Stored data START

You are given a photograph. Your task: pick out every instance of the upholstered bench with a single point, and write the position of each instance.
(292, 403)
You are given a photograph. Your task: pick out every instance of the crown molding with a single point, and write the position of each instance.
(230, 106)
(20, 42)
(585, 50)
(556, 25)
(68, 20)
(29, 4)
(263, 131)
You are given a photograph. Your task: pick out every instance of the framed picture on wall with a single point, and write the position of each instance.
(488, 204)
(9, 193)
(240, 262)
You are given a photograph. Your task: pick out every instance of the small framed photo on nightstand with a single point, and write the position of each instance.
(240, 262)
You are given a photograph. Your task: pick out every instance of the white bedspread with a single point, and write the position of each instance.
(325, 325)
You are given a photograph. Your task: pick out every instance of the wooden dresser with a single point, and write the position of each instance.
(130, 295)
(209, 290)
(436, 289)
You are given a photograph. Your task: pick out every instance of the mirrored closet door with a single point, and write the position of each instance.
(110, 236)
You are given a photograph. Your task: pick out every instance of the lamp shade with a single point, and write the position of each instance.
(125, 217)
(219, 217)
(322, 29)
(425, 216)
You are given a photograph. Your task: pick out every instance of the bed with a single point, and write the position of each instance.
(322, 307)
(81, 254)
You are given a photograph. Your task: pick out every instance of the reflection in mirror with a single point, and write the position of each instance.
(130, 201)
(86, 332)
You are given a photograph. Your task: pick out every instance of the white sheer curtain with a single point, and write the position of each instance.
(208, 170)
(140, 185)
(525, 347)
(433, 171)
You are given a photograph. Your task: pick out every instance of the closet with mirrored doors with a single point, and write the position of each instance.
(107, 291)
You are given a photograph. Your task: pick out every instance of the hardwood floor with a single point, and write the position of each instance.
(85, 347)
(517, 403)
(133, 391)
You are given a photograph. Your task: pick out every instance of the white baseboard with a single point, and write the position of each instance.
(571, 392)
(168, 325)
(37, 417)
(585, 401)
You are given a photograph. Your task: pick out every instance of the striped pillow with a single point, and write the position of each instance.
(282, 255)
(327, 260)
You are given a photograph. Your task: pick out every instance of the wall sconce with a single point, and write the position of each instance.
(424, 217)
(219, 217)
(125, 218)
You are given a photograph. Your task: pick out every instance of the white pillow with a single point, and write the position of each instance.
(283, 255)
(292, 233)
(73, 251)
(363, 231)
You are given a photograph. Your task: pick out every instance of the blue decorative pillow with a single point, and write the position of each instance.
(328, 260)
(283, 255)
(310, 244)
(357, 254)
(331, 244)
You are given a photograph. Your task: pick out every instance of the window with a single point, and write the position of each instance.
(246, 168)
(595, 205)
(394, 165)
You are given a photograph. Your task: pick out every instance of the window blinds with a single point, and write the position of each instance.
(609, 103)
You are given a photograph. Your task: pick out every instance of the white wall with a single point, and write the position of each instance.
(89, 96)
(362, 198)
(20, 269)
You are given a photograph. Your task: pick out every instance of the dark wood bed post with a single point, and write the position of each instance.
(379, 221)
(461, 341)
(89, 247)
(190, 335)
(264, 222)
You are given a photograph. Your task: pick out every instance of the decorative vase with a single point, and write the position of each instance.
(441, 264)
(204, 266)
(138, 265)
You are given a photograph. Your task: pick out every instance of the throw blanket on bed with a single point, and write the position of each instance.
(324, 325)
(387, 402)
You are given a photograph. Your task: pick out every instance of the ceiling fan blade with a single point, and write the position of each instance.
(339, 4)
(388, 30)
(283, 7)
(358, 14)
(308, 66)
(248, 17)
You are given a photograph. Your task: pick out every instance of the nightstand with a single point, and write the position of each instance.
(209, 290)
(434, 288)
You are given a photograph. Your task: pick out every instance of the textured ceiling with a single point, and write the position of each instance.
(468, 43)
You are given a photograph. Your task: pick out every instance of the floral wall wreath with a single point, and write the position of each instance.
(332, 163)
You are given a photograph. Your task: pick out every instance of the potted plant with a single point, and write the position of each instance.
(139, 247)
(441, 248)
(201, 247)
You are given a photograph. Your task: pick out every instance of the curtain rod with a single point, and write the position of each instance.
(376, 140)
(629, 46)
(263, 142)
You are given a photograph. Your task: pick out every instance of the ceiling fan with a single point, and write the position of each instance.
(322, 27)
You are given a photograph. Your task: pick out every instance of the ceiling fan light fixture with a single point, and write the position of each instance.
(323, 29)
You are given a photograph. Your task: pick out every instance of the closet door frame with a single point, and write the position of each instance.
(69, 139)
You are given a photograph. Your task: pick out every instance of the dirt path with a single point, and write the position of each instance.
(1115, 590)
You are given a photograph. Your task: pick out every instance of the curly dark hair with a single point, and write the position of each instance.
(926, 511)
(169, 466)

Stored data END

**Task statement**
Output the entries verbatim.

**Written solution**
You are given a photograph. Your task: pick out every instance of the upholstered bench with a single point, and write the position of each instance.
(292, 403)
You are given a photograph. Your task: pick out every instance of the crown molding with a single point, and write the position of each instance.
(230, 106)
(20, 42)
(585, 50)
(556, 25)
(68, 20)
(29, 4)
(263, 131)
You are given a photograph. Your task: pick out every instance of the framed picture on wall with a single point, and write the position of each instance.
(488, 204)
(9, 193)
(240, 262)
You are given a photograph. Your task: pick out every instance of the small framed photo on nightstand with a single point, and write the position of each instance.
(240, 262)
You are given a photograph. Your task: pick out every instance of the white bedspread with a single point, and write the position of each instance.
(325, 325)
You are given a photograph. Your task: pick out every instance of the wooden dresser with a single point, and write the position of each instance.
(130, 295)
(209, 290)
(436, 289)
You are given a photograph. Your task: pick out every instance of the mirrored closet door with a single point, and write the position of each instance.
(110, 236)
You are given a photograph. Your task: pick out every instance of the lamp shade with a single point, and write the position of each instance.
(125, 217)
(219, 217)
(322, 29)
(425, 216)
You are given a photograph. Your task: pick out every instance of the bed with a single point, and write the position of each instance.
(322, 307)
(81, 254)
You are given a photograph. Your task: pick out every instance of the reflection in mirror with a single point, and write the position of each instance.
(130, 201)
(86, 332)
You are given a photograph. Your task: pick out every instance of the white sheer curtain with a single point, and write the position of each instance.
(208, 170)
(140, 185)
(525, 347)
(433, 171)
You are given a photograph. Your task: pick out every instance of the closet with mirrored doors with a single point, and write the position of each instance.
(107, 291)
You are given a photograph. Your task: pick out every instance of the hardwood floor with a single point, and write the position of each instance.
(85, 347)
(517, 403)
(133, 391)
You are given a photograph. Your task: pick out every instance of the white baseboard with a single point, and write the position of each instance.
(571, 392)
(168, 325)
(37, 417)
(585, 401)
You are given a photograph. Your task: pick out every instance of the striped pillow with a single point, and write the position of each instance.
(282, 255)
(327, 260)
You are given a photograph. Your task: pick out every instance of the wall sconce with a single point, and write the position of each instance.
(424, 217)
(219, 217)
(125, 218)
You are given a photograph. Your task: pick out every instance of the white pillow with a single point, and write the position of each instance.
(283, 255)
(292, 233)
(73, 251)
(363, 231)
You are given a photograph. Your task: pick out every instance of the blue decorative pillow with a single point, and write the position of each instance.
(328, 260)
(283, 255)
(310, 244)
(357, 254)
(331, 244)
You are given a photograph. Your task: pick out every instance of the window with a single point, and write the position of each instance.
(246, 168)
(595, 205)
(394, 165)
You are given a photograph. Your task: pick out every instance of the window blinds with a single point, and write the position of each instance.
(609, 103)
You are given a photograph. Your task: pick out every instance of the white wall with a single point, and write the position of each instance.
(89, 96)
(362, 198)
(20, 269)
You are given a photograph. Your task: pick out every instance of the dark wood bed post with a single point, and write the position of each instance.
(379, 221)
(461, 341)
(89, 247)
(190, 335)
(264, 222)
You are given a photograph. Your task: pick out every instance of the decorative vase with a single point, and write the position of each instance.
(441, 264)
(204, 266)
(138, 265)
You are given a photograph. Your task: pick out every instance of the throw blanket on bed with a single point, and write the position of each instance.
(324, 325)
(387, 402)
You are given a photograph. Your task: pick out every instance of the ceiling fan blade with a single point, and write the position of each instance.
(339, 4)
(388, 30)
(283, 7)
(358, 14)
(308, 66)
(248, 17)
You are given a photograph. Your task: pick out every instance of the nightstand with a single point, and write the position of each instance.
(209, 290)
(434, 288)
You are given a photograph. Your task: pick out every instance of the textured ceiling with a single point, and write the position of each instance.
(468, 43)
You are given a photograph. Your task: pick out every instance of the floral wall wreath with a single point, and write the position of each instance.
(332, 163)
You are given a photograph. Your task: pick out every instance of the potted plant with a single point, and write the position of each instance.
(139, 247)
(441, 248)
(201, 247)
You are given a photograph. Your task: pick out every instance of the curtain rod with a single point, and write the position of each instance.
(376, 140)
(629, 46)
(263, 142)
You are given a photograph. Your task: pick out every instance of the ceiling fan with a single point, and write the position of each instance.
(322, 27)
You are given a photograph. Your task: pick out every instance of the ceiling fan light fixture with a single point, and write the position of each instance.
(323, 29)
You are given a photograph. Your task: pick out every instance of the closet door frame with a single point, and write the position of each instance.
(69, 139)
You are given a photograph. Your task: pick out every instance of the dirt path with a single point, and write the position of each instance.
(1115, 590)
You are given a photograph. Your task: pick out every instance of the curly dark hair with a single point, and write the position of each instance.
(926, 511)
(169, 466)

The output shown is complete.